> _EXERCISE INSTRUCTIONS_: Write the entries below out again exactly; any picture in them stays out.

(Collected data)
--- --- ---
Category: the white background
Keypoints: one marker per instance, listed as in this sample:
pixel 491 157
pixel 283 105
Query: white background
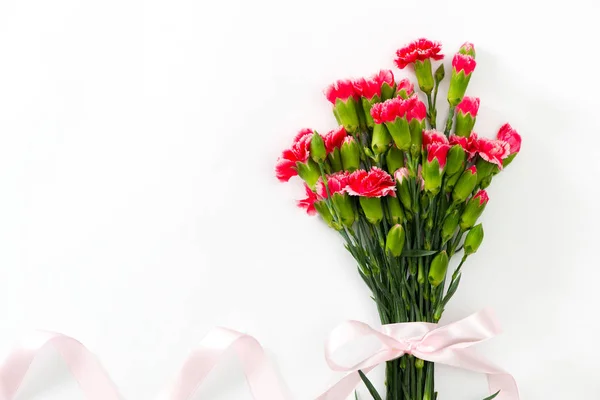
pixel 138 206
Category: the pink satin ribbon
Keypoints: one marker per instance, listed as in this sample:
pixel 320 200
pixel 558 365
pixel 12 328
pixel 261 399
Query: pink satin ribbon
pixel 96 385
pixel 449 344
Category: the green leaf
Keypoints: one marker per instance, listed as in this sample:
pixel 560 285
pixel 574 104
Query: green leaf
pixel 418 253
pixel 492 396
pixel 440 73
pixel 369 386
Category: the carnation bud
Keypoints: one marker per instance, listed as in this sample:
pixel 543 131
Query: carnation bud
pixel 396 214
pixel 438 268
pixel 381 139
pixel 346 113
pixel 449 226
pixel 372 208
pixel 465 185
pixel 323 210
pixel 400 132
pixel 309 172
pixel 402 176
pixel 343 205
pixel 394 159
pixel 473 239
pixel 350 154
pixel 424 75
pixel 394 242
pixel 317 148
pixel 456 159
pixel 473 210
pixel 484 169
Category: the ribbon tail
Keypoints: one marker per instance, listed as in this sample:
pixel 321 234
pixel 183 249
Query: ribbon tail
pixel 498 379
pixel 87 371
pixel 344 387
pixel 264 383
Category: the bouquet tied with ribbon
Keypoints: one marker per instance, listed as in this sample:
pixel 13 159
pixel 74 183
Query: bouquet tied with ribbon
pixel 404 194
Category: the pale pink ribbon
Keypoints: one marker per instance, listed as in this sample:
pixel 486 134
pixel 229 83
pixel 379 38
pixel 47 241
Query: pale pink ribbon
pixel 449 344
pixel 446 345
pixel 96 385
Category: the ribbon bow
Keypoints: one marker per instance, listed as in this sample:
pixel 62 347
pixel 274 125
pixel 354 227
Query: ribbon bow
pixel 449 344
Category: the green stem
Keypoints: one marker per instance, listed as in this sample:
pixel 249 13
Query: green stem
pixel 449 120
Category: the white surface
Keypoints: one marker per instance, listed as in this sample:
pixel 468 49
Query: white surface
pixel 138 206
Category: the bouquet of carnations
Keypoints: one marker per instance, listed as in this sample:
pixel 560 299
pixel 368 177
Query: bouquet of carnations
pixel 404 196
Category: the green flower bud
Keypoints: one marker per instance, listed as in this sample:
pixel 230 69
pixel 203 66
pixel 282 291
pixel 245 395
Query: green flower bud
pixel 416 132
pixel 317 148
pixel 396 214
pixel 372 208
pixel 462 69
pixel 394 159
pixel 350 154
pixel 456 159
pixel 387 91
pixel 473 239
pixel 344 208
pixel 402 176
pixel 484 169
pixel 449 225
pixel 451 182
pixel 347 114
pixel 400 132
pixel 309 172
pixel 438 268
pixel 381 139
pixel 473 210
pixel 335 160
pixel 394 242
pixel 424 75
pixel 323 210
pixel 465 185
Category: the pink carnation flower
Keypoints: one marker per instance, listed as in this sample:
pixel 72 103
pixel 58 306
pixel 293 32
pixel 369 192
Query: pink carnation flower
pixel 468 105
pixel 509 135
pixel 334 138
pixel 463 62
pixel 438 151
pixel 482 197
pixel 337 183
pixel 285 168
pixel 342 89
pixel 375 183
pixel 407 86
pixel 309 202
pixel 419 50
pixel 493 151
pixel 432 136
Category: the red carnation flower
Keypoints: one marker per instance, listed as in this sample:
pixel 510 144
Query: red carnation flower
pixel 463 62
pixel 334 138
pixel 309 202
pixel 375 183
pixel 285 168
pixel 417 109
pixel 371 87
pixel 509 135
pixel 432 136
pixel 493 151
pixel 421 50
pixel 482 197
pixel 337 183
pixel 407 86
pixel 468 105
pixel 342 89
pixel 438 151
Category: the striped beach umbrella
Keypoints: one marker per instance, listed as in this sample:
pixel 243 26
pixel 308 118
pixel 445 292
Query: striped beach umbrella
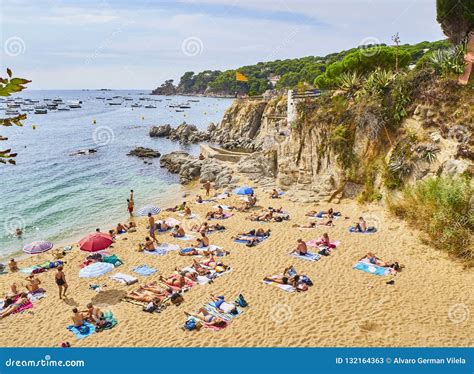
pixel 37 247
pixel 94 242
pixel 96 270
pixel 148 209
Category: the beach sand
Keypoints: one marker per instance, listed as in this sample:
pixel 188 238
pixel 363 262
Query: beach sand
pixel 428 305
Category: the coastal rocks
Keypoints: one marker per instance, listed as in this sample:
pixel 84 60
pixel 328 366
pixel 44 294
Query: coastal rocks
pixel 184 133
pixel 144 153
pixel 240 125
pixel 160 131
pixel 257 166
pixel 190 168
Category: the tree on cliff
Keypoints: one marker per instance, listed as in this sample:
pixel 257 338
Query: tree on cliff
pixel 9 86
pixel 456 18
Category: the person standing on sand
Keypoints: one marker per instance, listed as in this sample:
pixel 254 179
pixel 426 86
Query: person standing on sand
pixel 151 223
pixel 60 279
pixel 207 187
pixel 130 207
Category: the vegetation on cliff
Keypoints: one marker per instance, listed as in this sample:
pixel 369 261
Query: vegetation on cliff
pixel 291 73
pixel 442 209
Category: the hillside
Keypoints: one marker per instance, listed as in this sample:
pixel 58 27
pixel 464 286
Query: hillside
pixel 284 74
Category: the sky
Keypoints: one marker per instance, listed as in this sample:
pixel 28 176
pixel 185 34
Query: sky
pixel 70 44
--- --- ---
> _EXERCISE SOLUTION_:
Category: the white background
Keypoints: one marker per instance, listed as in this sample:
pixel 491 157
pixel 283 105
Query: white background
pixel 138 206
Category: the pink satin ribbon
Keypoints: one marker per instance, listed as in this sample:
pixel 320 200
pixel 558 365
pixel 12 328
pixel 261 399
Query: pink satin ribbon
pixel 96 385
pixel 449 344
Category: the green leaf
Keypoints: one marker per instance, listed as in this sample:
pixel 560 285
pixel 574 104
Query: green leaf
pixel 418 253
pixel 492 396
pixel 440 73
pixel 369 386
Category: the carnation bud
Keypoints: one marker per instance, listed as in this sample:
pixel 543 131
Query: carnation bud
pixel 396 214
pixel 438 268
pixel 381 139
pixel 346 113
pixel 449 226
pixel 372 208
pixel 465 185
pixel 323 210
pixel 400 132
pixel 309 172
pixel 402 176
pixel 343 205
pixel 394 159
pixel 473 239
pixel 350 154
pixel 424 75
pixel 394 242
pixel 317 148
pixel 456 159
pixel 473 210
pixel 484 169
Category: the ribbon tail
Keypoints: one marker per instance, listed as in this sample:
pixel 321 234
pixel 183 249
Query: ribbon tail
pixel 498 379
pixel 87 371
pixel 344 387
pixel 264 383
Category: the bouquet tied with ribbon
Keypoints: one marker per instance, listed as in this sample:
pixel 13 159
pixel 74 183
Query: bouquet tied with ribbon
pixel 404 194
Category: the pale pink ribbon
Keypoints: one marker per instance, listed as in this sample:
pixel 486 134
pixel 229 83
pixel 379 38
pixel 47 241
Query: pale pink ribbon
pixel 449 344
pixel 446 345
pixel 96 385
Category: the ribbon bow
Keypoints: one marker per instance, listed as in this sample:
pixel 62 347
pixel 274 125
pixel 354 227
Query: ribbon bow
pixel 449 344
Category: the green stem
Keypoints: one marker per instance, listed as in this sample:
pixel 249 13
Query: green stem
pixel 449 120
Category: the white surface
Keypoints: one marker per instance, listed as in this sample:
pixel 468 49
Query: white surface
pixel 138 206
Category: the bouquet of carnations
Keypoints: one marker per instance, listed as in this sample:
pixel 560 299
pixel 368 177
Query: bouquet of carnations
pixel 404 196
Category: the green flower bud
Keypoints: one marker per instance, listed as in this sample:
pixel 230 69
pixel 203 66
pixel 282 291
pixel 245 395
Query: green flower bud
pixel 416 132
pixel 317 148
pixel 396 214
pixel 372 208
pixel 462 69
pixel 394 159
pixel 350 154
pixel 456 159
pixel 387 91
pixel 473 239
pixel 344 208
pixel 402 176
pixel 484 169
pixel 449 225
pixel 451 182
pixel 347 114
pixel 400 132
pixel 309 172
pixel 438 268
pixel 381 139
pixel 473 210
pixel 335 160
pixel 394 242
pixel 424 75
pixel 323 210
pixel 465 185
Category: the pink carnation flower
Keypoints: one marker per instance, listed as in this sample:
pixel 72 103
pixel 58 306
pixel 293 32
pixel 369 192
Query: pink carnation flower
pixel 468 105
pixel 509 135
pixel 334 138
pixel 463 62
pixel 438 151
pixel 482 197
pixel 337 183
pixel 285 168
pixel 342 89
pixel 375 183
pixel 407 86
pixel 309 202
pixel 419 50
pixel 493 151
pixel 432 136
Category: the red carnation flower
Keypoints: one marker per instance, listed as in this sample:
pixel 510 144
Query: red carnation flower
pixel 463 62
pixel 334 138
pixel 309 202
pixel 375 183
pixel 285 168
pixel 417 109
pixel 371 87
pixel 509 135
pixel 432 136
pixel 493 151
pixel 421 50
pixel 482 197
pixel 337 183
pixel 407 86
pixel 468 105
pixel 342 89
pixel 438 151
Category: the striped beach umbrella
Keypoints: one marker per instance, listed as in this sample:
pixel 243 26
pixel 308 118
pixel 445 292
Query: striped beach umbrella
pixel 37 247
pixel 94 242
pixel 96 270
pixel 148 209
Category: the beach sand
Keypoints: one marker per instance, listed as in this sample:
pixel 188 238
pixel 363 262
Query: beach sand
pixel 428 305
Category: the coastal rocks
Keypoints: one marker per instance, listed as in this sample:
pixel 84 60
pixel 328 366
pixel 44 294
Query: coastal rocks
pixel 184 133
pixel 144 153
pixel 240 125
pixel 160 131
pixel 257 166
pixel 190 168
Category: the tree on cliff
Keypoints: one marker per instance, listed as in this sample:
pixel 257 338
Query: tree on cliff
pixel 9 86
pixel 456 18
Category: the person standing on sand
Keypoints: one marker per instance, listed as in this sample:
pixel 254 179
pixel 426 86
Query: person standing on sand
pixel 151 223
pixel 60 279
pixel 207 187
pixel 130 207
Category: the vegetation on cliff
Keypoints: one marker per instance, listed as in this sample:
pixel 369 261
Query: vegetation on cliff
pixel 291 73
pixel 442 209
Category: the hillside
Keypoints: one marker per instance, listed as in this sample:
pixel 58 27
pixel 464 286
Query: hillside
pixel 284 74
Category: the sky
Keypoints: one marker per instance, listed as in this sample:
pixel 28 176
pixel 185 34
Query: sky
pixel 70 44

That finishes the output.